## [The exercise]
Reproduce verbatim the lines from the one containing "Question. Point out every instance of the yellow" through the final line, inclusive.

+++ Records provided +++

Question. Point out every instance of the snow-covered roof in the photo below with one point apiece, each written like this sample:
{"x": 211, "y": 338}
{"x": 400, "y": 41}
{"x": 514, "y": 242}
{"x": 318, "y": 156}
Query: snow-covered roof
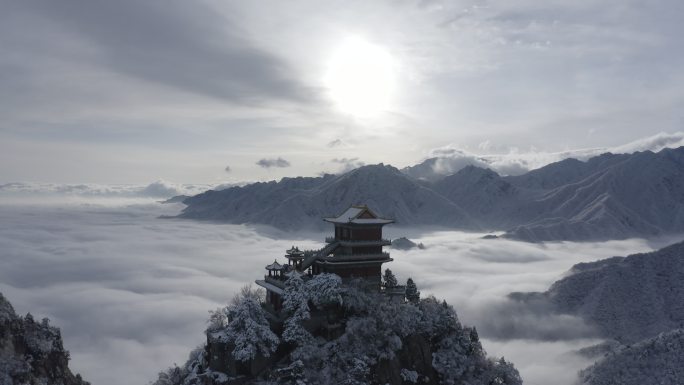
{"x": 274, "y": 266}
{"x": 269, "y": 286}
{"x": 360, "y": 214}
{"x": 294, "y": 251}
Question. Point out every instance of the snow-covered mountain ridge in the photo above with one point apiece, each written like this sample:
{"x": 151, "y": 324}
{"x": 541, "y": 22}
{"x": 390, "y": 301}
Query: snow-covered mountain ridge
{"x": 607, "y": 197}
{"x": 627, "y": 298}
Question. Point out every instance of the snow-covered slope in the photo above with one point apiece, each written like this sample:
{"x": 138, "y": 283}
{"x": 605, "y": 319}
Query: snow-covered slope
{"x": 31, "y": 352}
{"x": 659, "y": 360}
{"x": 637, "y": 195}
{"x": 627, "y": 298}
{"x": 484, "y": 195}
{"x": 296, "y": 203}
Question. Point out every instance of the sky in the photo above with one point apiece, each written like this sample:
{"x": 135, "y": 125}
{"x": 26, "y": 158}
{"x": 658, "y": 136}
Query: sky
{"x": 217, "y": 92}
{"x": 132, "y": 291}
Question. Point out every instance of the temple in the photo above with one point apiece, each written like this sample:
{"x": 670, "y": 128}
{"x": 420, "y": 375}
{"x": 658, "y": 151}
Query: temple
{"x": 355, "y": 251}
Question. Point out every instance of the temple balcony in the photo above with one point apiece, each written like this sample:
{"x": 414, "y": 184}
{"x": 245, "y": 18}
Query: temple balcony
{"x": 358, "y": 257}
{"x": 359, "y": 242}
{"x": 275, "y": 280}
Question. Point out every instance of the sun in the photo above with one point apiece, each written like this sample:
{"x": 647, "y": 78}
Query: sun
{"x": 360, "y": 78}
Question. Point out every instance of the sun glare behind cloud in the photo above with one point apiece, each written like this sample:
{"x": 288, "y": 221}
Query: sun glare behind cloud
{"x": 360, "y": 78}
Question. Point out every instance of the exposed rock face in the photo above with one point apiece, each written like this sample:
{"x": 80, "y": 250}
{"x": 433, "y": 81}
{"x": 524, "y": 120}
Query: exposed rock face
{"x": 31, "y": 352}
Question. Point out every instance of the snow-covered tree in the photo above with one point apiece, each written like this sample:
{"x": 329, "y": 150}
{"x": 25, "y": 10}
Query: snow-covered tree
{"x": 218, "y": 320}
{"x": 412, "y": 293}
{"x": 388, "y": 279}
{"x": 249, "y": 331}
{"x": 296, "y": 307}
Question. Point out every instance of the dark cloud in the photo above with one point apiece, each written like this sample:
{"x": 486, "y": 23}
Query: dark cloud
{"x": 176, "y": 43}
{"x": 85, "y": 266}
{"x": 268, "y": 163}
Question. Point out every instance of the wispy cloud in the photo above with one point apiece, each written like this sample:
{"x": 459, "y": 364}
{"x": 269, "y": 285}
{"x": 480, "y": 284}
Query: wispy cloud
{"x": 273, "y": 162}
{"x": 516, "y": 162}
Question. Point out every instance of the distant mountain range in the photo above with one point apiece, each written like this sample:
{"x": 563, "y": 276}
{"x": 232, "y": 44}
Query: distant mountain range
{"x": 626, "y": 298}
{"x": 636, "y": 303}
{"x": 607, "y": 197}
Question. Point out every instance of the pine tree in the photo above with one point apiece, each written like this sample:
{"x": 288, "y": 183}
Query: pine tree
{"x": 412, "y": 293}
{"x": 389, "y": 279}
{"x": 249, "y": 331}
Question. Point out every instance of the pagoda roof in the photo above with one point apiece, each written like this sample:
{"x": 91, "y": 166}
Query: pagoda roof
{"x": 274, "y": 266}
{"x": 359, "y": 214}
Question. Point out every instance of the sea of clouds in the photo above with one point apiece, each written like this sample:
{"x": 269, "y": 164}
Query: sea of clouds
{"x": 131, "y": 292}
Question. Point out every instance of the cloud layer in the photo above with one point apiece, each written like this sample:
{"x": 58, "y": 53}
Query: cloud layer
{"x": 132, "y": 291}
{"x": 273, "y": 162}
{"x": 516, "y": 162}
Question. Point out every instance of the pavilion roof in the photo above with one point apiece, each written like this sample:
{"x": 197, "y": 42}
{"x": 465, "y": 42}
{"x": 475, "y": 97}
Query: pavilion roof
{"x": 359, "y": 214}
{"x": 294, "y": 251}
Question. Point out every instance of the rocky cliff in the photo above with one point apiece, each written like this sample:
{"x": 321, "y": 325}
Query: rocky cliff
{"x": 31, "y": 352}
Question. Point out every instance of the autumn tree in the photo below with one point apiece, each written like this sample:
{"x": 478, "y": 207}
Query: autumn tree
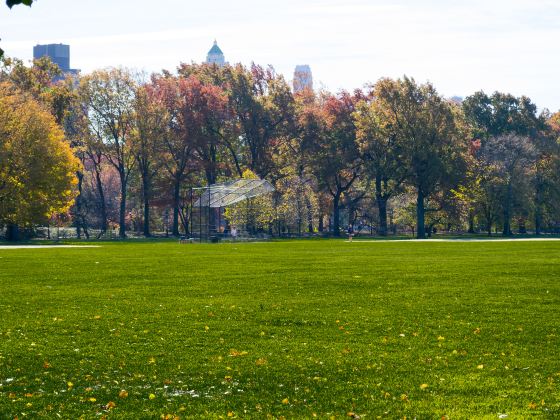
{"x": 432, "y": 147}
{"x": 37, "y": 167}
{"x": 147, "y": 143}
{"x": 380, "y": 146}
{"x": 263, "y": 104}
{"x": 509, "y": 158}
{"x": 335, "y": 157}
{"x": 109, "y": 97}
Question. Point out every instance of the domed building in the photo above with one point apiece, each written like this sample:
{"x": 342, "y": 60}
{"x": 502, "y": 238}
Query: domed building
{"x": 216, "y": 56}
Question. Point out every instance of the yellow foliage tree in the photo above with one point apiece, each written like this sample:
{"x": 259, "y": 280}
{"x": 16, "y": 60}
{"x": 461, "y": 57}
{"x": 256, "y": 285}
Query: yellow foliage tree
{"x": 37, "y": 167}
{"x": 253, "y": 215}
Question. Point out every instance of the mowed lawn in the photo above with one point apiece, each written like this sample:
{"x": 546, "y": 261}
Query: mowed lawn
{"x": 294, "y": 329}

+++

## [Answer for the task]
Question. Point out every instance of the yellow foliage tree in the photo above with one point apiece, each written like this sample:
{"x": 259, "y": 280}
{"x": 16, "y": 60}
{"x": 461, "y": 57}
{"x": 256, "y": 285}
Query: yellow foliage tree
{"x": 37, "y": 167}
{"x": 253, "y": 215}
Question. Point out every instance of the mowed lawn in the photo above with one point apiece, each written like this sample:
{"x": 546, "y": 261}
Query: mowed lawn
{"x": 294, "y": 329}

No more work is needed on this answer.